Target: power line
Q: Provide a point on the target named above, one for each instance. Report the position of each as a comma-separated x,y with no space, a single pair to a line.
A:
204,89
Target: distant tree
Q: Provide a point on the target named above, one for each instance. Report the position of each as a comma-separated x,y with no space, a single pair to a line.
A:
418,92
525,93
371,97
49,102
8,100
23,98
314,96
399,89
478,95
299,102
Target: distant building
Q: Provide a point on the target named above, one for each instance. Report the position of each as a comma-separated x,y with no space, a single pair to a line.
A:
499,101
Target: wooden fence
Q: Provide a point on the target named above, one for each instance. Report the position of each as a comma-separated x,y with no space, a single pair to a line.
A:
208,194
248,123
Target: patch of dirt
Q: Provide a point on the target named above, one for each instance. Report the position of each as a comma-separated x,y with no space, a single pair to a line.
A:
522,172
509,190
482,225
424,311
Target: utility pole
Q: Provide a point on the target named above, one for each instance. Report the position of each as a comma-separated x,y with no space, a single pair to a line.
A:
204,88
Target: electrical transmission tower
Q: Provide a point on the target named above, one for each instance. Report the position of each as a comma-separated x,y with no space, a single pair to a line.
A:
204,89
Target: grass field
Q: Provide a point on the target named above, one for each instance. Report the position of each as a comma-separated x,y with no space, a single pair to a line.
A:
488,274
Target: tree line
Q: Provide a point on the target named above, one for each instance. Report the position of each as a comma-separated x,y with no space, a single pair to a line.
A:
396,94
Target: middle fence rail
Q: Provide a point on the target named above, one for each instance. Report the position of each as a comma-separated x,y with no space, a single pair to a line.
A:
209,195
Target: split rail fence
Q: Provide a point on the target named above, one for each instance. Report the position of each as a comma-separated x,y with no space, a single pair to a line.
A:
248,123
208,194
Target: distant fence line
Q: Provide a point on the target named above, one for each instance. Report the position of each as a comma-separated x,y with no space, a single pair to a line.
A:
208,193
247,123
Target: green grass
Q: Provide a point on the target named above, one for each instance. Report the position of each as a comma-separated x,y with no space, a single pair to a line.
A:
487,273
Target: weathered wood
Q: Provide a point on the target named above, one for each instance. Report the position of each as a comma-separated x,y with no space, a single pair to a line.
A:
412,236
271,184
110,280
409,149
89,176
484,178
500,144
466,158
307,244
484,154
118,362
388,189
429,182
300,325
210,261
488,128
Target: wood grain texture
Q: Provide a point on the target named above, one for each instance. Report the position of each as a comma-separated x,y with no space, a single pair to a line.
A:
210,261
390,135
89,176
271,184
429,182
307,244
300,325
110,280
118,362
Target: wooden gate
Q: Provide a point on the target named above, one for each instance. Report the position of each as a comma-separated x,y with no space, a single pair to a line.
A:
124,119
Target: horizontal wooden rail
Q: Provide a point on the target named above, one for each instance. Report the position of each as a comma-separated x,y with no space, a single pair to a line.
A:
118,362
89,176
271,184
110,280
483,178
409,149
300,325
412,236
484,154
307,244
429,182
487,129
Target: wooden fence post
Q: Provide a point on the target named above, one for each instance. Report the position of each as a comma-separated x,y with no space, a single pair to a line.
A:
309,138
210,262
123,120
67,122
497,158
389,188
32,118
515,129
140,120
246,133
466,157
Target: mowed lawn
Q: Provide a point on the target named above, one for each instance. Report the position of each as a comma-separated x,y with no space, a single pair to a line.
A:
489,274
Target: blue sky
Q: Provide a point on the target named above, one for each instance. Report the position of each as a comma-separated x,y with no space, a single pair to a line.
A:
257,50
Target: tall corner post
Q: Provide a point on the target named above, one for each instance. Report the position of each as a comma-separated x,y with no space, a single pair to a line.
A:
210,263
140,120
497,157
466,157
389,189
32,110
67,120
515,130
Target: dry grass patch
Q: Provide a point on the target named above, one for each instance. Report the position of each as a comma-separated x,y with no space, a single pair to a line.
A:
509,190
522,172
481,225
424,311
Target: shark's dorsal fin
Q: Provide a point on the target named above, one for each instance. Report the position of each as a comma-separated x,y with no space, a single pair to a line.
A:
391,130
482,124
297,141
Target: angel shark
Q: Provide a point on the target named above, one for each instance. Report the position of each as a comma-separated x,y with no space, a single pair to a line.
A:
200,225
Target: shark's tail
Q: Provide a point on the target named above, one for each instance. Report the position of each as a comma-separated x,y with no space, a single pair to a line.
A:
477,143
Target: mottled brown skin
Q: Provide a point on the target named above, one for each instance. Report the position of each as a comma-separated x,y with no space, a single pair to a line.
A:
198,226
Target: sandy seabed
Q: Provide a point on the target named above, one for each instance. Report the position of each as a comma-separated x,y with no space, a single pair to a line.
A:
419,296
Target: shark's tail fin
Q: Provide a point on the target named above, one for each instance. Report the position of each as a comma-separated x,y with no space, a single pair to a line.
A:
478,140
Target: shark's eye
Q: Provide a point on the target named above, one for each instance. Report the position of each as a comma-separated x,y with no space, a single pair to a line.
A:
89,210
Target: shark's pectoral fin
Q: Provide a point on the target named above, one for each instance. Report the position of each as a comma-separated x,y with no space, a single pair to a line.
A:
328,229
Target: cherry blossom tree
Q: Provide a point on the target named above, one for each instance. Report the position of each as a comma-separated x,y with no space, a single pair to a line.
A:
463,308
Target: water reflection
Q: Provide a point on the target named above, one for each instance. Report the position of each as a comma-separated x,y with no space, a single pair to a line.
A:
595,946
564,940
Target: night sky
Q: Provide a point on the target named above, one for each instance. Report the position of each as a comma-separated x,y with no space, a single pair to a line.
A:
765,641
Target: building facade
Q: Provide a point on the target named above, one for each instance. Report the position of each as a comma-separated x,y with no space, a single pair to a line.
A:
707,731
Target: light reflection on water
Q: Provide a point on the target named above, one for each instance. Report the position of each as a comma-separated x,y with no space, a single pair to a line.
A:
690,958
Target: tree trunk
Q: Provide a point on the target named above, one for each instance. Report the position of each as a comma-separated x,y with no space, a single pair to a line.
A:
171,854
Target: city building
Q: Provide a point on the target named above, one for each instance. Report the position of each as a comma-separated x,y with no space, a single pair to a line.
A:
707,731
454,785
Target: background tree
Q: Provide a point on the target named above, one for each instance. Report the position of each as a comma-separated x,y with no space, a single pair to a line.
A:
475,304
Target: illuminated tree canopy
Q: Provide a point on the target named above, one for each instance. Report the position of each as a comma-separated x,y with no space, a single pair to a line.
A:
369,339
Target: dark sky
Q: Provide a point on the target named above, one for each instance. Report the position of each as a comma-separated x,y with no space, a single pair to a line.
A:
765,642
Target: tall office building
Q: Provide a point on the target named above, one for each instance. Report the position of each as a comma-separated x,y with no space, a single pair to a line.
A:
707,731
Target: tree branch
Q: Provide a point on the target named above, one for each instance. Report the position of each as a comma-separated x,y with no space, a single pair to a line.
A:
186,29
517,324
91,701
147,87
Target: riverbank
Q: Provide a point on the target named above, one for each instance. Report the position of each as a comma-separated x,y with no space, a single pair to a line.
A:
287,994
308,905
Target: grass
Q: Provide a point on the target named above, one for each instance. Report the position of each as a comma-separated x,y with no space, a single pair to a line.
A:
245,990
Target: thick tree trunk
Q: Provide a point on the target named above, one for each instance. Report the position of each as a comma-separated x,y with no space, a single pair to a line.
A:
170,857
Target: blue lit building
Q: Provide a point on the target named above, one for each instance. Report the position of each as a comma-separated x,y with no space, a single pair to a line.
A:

# Your objective
Your task is to retype all of the records exactly.

# Answer to the problem
Target: power line
Q: Provide a point on the target named above, one for each instance. Report the position of each as a comma-separated x,y with no space, a single pair to a line.
A:
204,89
Target: distant tree
Q: Provide a point on the target named above, one for each instance. Report the position of each as a comma-separated x,y with no space, a single pair to a line.
A:
418,92
525,93
371,97
49,102
8,100
23,98
314,96
399,89
478,95
299,102
Target: distant building
Q: Provide a point on the target named above, one for each instance. Report the position of each as a comma-separated x,y with no space, a single pair to a line.
A:
499,101
Target: wooden fence
Q: Provide a point on the target named above, one for each instance. Report the position of each as a comma-separated x,y with no space, a single pair to a line.
A:
208,194
248,123
Target: patch of dirt
Q: Provide a point on the target named above, one for each instance. Report the position of each as a comma-separated x,y with no space, a single pair to a line.
A:
522,172
509,190
482,225
424,311
Target: utility pole
Q: Provide a point on the target named above, one for each instance. Report the position of each as a comma-separated x,y with no space, a single pair to a line.
A:
204,88
Target: electrical transmission tower
Q: Provide a point on the target named above, one for each instance. Report the position of each as a comma-separated x,y with no space, a single pair to a line.
A:
204,89
Target: grass field
Q: Provide a point on the target named above, one for each instance. Report the position of each as a comma-separated x,y with no space, a single pair to a line.
A:
488,274
Target: tree line
Q: Provide a point on the target named above, one for each instance. Report the position of each as a comma-separated x,y with no space, a single pair to a line.
A:
396,94
Target: middle fence rail
Q: Provide a point on the target named above, one for each instance. Report the position of each as a comma-separated x,y with no space, a single pair to a line.
A:
209,195
Target: split rail fence
Q: Provide a point on the target named above, one for each instance. Report the position of each as a comma-separated x,y with no space, a single pair to a line.
A:
248,123
208,194
Target: distant fence line
Q: Provide a point on the target named above, one for each instance. Report the position of each as a comma-separated x,y with no space, a single pair to a line.
A:
208,193
247,123
Target: green grass
Q: Provide a point on the target named above, one for each instance. Report the position of each as a comma-separated x,y with no space, a single pair to a line.
A:
487,273
Target: weathered wood
Q: Provide a point on the target named above, one for each instance. Report the position of each as a comma-separated x,y with no space, a single pair to a line.
A:
412,236
271,184
110,280
409,149
89,176
484,178
500,144
466,158
307,244
484,154
118,362
388,189
429,182
300,325
210,261
488,128
Target: wood grain texture
Q: Provide a point on the target named above, one for each instance. Report the position of each as a comma-separated x,y with no space, a single pair to a line.
A:
210,261
390,135
89,176
271,184
429,182
307,244
300,325
110,280
118,362
Target: wooden gate
Q: Provide a point on the target named above, one for each instance. Report the position of each as a comma-separated x,y with no space, a single pair to a line.
A:
124,119
Target: horizontal wooden rail
Q: Provide a point on the target named above, one for each instance. Report the position of each as a comma-separated x,y with no space, a single pair to a line.
A:
118,362
89,176
271,184
110,280
483,178
409,149
300,325
412,236
484,154
307,244
429,182
487,129
Target: wooden fence post
Q: Provide a point on the target named above, one for each instance. Report the position of each as a comma-separated x,y with no space, a single pair to a line.
A:
309,138
210,262
123,120
67,122
497,158
389,188
32,118
515,129
140,120
246,133
466,157
Target: mowed lawn
Q: Provide a point on the target named above, one for each instance. Report the position of each as a comma-separated x,y with no space, a single pair to a line.
A:
489,274
Target: blue sky
Q: Provide a point on the target named above, one for each instance. Report the position of each as a comma-separated x,y with no space, a single pair to a line.
A:
257,50
Target: tall corner post
Q: Provide a point on the target named above, one for each instance. Report the position of each as a comma-separated x,y with no space, a single pair to a line.
A:
210,263
140,120
497,157
466,157
389,189
32,110
67,120
515,130
Target: dry grass patch
Q: Provide a point on the target named above, one for each instance. Report the position of each as a comma-separated x,y with no space, a single pair to a line.
A:
509,190
522,172
481,225
424,311
Target: shark's dorsal fin
Q: Provide a point on the target named above, one for each instance. Report the position of each as a comma-separated x,y with no space, a single pair to a line.
A:
391,130
482,124
297,141
Target: angel shark
Q: Provide a point on the target named above, one for each instance. Report the position of each as a comma-separated x,y with no space, a single pair to a line.
A:
200,225
Target: shark's tail
Q: Provide a point on the target named above, one for each instance. Report the position of each as a comma-separated x,y with no space, a single pair to a line.
A:
477,143
Target: mottled brown skin
Q: Provide a point on the target named above, one for each instance. Report the position of each as a comma-separated x,y with no space, a single pair to a line.
A:
198,226
Target: sandy seabed
Q: Provide a point on the target named above, one for each instance. Report the position of each as a comma-separated x,y with no space, a single pair to a line.
A:
419,296
Target: shark's tail fin
Q: Provide a point on the target named above, one for each instance. Report the position of each as a comma-separated x,y with no space, a single pair to a line.
A:
478,140
Target: shark's eye
Q: Provide a point on the target named above, one for each instance. Report the position of each as a comma-separated x,y with no space, a single pair to a line.
A:
89,210
Target: shark's pectoral fin
Q: Provide a point on the target named above, one for each instance. Report the position of each as a comma-separated x,y with no space, a single pair to a line.
A:
328,229
Target: cherry blossom tree
Q: Provide a point on the target named above, one for each instance. Report the position of each as a comma-separated x,y with no space, a single pair to a line.
A:
463,308
Target: water reflection
Q: Provide a point on the target named above, one for each instance. Report the position of each as a comma-separated x,y with no space, a single pair to a line.
A:
595,946
564,940
Target: night sky
Q: Provide a point on the target named above, one for each instance. Report the position of each as a comma-separated x,y with no space, a single pair to a line.
A:
765,641
Target: building facade
Q: Provide a point on the target named above, one for each instance. Report the position of each as a comma-separated x,y with no space, a single pair to a line.
A:
707,731
Target: light reflection on water
Q: Provide a point on the target named above, one for each instance. Report the position of each as a comma-separated x,y with no space, a single pair to a line.
A:
690,958
Target: tree trunk
Q: Provide a point on the target named above, one for each instance. Report the position of each as a comma-separated x,y with no space, a single pair to a line.
A:
171,854
Target: city building
Q: Provide a point on the target named above, one for each instance. Report the position of each as a comma-separated x,y with no space, a single pair to a line.
A:
707,731
454,785
Target: background tree
Q: Provide a point on the target named above, one for each instance. Report the position of each as a comma-separated x,y with no space, a single pair to a line.
A:
475,304
Target: illuminated tree canopy
Q: Provide a point on the target named above, one for each instance. Report the position of each as a comma-separated x,y with no space, a single pair to a line.
A:
369,339
Target: dark sky
Q: Provide a point on the target named above, one for each instance. Report the position of each as a comma-separated x,y with no space, a single pair to a line.
A:
765,642
Target: tall office building
Q: Provide a point on the target named above, one for each instance. Report the position of each as a comma-separated x,y with no space, a single pair to a line.
A:
707,731
Target: tree branch
Q: Provide a point on the target named above, one for each instance. Report the position of each as a comma-separated x,y with no space, a single pair to a line.
A:
186,29
517,324
91,701
147,87
Target: riverbank
Q: Provide a point on the target named above, one for each instance. Report the position of each as a comma-separated x,y with no space, a single pair to a line.
A:
287,994
308,905
Target: grass
Q: Provide a point on the target named above, one for each instance. Report the position of each as a comma-separated x,y with no space, a single pair to a line.
A:
245,990
Target: thick tree trunk
Q: Provide a point on the target named above, one for each instance. Report the position of each as a comma-separated x,y with no space, a single pair to a line.
A:
170,857
Target: blue lit building
Q: Provide a point on the target named above, one for each instance. Report the position of each as a comma-separated x,y with no space, a single pair to a line.
A:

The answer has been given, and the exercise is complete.